• Do this: Count the lines in the data below that contain the string "pipe", matching case exactly, and give only the number.

------------------------------------------------------------------------

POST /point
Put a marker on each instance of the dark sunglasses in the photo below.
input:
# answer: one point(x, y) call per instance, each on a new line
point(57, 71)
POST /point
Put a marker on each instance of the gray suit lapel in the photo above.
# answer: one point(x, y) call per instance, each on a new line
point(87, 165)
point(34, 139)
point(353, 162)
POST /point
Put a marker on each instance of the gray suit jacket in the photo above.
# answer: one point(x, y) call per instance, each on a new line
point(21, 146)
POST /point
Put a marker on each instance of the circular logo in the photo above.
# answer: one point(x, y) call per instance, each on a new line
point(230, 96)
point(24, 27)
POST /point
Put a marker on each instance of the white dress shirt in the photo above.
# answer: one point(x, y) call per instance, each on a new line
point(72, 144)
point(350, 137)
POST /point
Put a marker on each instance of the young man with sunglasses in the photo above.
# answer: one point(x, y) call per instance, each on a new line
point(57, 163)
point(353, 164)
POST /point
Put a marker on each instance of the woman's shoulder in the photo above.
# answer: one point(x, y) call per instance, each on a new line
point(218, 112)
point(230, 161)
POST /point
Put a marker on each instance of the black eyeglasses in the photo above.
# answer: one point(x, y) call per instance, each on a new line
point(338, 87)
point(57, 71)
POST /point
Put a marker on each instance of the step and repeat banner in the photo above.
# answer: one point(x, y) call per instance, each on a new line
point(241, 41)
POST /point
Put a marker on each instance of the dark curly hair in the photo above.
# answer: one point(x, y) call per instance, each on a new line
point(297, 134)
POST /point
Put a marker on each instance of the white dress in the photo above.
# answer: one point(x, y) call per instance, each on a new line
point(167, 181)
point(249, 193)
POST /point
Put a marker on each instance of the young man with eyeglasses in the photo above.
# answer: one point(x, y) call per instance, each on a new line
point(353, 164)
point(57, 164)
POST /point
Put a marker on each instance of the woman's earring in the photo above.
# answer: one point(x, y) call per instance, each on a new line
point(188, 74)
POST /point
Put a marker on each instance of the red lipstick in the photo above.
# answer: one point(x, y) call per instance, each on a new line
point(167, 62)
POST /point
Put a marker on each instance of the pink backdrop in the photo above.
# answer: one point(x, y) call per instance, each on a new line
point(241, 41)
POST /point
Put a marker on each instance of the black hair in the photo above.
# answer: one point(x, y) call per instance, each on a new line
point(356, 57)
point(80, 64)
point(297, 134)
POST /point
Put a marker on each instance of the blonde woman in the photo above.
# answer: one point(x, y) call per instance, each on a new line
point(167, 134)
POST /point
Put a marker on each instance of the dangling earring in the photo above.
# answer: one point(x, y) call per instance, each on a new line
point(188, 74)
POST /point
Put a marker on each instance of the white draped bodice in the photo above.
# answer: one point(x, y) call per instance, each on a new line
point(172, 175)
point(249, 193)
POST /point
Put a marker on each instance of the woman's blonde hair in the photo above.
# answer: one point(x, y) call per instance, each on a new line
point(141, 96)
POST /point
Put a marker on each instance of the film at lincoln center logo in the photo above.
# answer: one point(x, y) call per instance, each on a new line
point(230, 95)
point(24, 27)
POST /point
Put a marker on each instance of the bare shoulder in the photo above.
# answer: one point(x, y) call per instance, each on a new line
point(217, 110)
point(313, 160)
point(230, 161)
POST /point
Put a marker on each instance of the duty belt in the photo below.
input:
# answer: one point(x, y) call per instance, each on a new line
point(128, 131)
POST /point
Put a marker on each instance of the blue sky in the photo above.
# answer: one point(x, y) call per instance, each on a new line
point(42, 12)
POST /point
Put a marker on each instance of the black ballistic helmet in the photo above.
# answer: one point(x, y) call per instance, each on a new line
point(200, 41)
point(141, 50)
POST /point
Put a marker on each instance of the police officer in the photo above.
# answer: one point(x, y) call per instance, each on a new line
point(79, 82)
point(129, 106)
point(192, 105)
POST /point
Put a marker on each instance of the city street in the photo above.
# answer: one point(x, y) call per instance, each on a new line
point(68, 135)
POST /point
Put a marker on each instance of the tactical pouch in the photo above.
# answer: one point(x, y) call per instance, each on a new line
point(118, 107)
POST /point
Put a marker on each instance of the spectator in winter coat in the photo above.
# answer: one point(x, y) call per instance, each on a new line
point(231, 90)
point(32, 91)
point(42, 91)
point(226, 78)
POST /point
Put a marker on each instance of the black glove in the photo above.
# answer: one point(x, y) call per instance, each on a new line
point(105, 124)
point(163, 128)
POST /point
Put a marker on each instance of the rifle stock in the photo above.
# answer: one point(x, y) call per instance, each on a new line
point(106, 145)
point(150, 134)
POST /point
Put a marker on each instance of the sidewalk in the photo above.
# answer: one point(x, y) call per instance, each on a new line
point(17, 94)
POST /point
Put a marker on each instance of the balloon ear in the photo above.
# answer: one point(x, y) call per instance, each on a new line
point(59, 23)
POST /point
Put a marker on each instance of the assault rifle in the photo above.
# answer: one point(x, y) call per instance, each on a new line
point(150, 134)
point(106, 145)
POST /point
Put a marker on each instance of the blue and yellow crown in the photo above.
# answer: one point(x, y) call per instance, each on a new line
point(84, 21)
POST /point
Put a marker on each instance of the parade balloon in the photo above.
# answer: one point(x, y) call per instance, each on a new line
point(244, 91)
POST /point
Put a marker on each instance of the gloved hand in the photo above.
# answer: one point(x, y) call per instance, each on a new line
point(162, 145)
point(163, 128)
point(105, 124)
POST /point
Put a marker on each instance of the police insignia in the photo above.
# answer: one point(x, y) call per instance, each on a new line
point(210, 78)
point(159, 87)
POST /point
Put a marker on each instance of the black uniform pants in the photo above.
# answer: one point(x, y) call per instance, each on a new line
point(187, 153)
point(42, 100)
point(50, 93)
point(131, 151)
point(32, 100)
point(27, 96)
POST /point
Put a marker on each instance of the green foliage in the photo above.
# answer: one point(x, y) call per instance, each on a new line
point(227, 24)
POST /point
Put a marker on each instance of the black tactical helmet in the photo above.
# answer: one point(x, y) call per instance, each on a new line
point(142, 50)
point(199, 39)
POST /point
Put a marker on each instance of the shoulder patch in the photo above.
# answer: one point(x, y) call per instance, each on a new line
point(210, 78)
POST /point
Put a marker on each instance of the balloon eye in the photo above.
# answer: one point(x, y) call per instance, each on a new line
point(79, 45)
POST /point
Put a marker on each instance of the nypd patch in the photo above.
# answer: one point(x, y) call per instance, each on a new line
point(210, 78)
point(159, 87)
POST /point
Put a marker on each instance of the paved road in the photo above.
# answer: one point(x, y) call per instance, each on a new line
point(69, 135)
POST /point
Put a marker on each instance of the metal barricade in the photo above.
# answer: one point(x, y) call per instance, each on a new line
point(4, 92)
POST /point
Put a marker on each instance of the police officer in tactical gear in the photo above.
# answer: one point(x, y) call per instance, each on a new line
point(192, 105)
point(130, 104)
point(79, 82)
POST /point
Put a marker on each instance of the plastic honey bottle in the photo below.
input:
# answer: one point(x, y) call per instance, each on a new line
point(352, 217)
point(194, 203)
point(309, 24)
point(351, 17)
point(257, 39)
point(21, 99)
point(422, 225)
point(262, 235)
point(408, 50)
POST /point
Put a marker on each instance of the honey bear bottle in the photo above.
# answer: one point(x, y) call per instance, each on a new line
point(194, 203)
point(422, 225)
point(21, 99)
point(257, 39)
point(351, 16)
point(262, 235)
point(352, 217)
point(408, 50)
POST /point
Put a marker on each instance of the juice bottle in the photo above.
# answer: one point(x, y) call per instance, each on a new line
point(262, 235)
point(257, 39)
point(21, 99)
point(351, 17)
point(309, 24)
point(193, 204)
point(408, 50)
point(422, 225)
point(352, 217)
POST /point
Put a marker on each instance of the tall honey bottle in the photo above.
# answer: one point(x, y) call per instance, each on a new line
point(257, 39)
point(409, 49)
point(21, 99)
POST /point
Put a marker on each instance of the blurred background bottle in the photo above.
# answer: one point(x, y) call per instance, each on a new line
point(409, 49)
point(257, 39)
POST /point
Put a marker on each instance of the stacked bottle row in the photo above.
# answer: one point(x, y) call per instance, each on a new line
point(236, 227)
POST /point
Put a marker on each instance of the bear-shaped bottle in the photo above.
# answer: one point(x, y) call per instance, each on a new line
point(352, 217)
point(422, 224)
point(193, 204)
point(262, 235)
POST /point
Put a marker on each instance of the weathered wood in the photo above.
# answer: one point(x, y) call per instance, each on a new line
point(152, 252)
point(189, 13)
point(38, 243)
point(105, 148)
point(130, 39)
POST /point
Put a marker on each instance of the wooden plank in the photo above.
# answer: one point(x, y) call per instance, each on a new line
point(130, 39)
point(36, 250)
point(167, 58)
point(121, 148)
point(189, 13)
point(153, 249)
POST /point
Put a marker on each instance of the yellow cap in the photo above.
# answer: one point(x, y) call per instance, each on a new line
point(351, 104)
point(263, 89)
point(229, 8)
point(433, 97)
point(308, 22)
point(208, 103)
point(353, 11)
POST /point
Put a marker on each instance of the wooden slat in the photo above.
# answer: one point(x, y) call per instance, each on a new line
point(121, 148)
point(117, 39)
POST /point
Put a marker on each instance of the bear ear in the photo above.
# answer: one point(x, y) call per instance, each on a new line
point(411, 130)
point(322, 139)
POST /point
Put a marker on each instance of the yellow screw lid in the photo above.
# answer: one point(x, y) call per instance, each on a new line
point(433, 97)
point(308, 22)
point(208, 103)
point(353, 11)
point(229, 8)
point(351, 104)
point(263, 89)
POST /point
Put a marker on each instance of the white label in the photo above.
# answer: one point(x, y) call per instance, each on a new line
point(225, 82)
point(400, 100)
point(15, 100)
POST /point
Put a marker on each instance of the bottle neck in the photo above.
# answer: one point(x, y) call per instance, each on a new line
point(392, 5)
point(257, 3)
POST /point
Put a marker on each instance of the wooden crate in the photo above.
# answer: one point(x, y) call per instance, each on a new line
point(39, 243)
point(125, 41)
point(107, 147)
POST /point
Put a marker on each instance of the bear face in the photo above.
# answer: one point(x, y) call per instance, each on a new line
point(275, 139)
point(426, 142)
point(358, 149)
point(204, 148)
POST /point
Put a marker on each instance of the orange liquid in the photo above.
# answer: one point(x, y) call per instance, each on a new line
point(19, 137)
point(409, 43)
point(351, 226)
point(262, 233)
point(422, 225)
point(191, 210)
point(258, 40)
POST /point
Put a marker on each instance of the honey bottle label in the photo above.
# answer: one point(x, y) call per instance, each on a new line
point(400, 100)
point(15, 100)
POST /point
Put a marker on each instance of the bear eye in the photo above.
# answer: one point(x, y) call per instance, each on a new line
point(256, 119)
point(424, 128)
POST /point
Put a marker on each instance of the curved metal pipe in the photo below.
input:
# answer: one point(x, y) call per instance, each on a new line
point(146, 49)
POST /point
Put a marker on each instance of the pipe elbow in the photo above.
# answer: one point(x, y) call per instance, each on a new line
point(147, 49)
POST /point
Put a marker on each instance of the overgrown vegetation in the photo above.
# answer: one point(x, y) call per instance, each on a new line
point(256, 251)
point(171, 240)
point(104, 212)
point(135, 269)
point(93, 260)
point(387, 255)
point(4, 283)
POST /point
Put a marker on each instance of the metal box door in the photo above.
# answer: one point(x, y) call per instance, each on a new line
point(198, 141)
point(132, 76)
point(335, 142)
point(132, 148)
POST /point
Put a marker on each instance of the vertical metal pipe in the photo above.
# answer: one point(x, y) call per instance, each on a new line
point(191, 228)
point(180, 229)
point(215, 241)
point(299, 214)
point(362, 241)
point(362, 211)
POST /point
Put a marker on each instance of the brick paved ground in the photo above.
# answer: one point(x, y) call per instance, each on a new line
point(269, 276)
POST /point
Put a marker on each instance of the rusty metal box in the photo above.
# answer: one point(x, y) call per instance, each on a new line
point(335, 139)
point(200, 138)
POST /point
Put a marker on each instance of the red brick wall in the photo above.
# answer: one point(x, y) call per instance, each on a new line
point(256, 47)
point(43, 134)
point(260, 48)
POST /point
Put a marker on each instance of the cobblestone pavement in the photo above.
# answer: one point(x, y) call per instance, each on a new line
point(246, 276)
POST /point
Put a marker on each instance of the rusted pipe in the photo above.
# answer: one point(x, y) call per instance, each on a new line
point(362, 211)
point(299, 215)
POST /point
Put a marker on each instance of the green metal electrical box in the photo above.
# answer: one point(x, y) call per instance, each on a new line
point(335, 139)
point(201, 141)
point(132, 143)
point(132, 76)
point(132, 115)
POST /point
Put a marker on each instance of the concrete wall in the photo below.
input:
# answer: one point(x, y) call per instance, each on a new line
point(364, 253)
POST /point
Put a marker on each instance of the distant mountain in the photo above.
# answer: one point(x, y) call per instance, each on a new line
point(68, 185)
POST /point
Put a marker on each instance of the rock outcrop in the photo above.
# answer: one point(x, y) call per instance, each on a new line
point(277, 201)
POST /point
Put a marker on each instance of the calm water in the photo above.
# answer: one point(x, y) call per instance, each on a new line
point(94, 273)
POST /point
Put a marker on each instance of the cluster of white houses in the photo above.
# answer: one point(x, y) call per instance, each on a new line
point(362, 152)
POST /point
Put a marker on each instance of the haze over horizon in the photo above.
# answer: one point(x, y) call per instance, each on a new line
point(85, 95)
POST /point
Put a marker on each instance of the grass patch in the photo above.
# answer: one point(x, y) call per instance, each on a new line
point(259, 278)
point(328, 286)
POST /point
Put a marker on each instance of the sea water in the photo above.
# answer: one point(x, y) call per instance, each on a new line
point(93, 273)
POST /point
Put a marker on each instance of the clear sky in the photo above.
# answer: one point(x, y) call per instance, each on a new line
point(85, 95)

------------------------------------------------------------------------

• Exercise solution: 4